*TASK OBJECTIVE*: Output the line containing "Segment out crowd" exactly. Do the same for every line after it through the end of the material, and output nothing else.

*SUPPLIED MATERIAL*:
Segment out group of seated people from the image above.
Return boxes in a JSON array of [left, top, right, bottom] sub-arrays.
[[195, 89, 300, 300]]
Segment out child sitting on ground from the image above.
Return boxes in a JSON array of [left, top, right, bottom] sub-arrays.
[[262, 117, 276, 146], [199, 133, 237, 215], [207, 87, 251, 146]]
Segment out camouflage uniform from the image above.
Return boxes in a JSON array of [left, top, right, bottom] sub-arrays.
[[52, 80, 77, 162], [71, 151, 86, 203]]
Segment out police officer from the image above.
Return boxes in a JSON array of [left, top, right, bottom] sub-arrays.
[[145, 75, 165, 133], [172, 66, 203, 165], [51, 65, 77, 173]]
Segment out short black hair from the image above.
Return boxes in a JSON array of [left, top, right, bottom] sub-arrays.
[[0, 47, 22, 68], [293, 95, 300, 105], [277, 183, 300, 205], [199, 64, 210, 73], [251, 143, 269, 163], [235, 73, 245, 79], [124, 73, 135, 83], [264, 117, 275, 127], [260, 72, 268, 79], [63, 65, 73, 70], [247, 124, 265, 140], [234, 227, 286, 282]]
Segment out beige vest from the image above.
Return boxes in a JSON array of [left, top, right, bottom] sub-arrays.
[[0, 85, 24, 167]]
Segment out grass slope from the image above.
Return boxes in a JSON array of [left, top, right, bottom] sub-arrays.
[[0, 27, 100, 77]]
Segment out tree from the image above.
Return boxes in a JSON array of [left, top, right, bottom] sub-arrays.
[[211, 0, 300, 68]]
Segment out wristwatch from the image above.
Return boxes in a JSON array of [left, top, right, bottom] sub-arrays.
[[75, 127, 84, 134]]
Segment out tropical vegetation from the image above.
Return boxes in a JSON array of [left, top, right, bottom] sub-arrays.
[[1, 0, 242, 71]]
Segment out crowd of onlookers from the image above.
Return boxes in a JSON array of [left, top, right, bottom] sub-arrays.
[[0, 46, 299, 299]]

*TASK RESPONSE*:
Segment out crowd of onlookers from the image above.
Return boxes in a JSON array of [left, top, right, bottom] sub-arrays.
[[0, 46, 299, 299]]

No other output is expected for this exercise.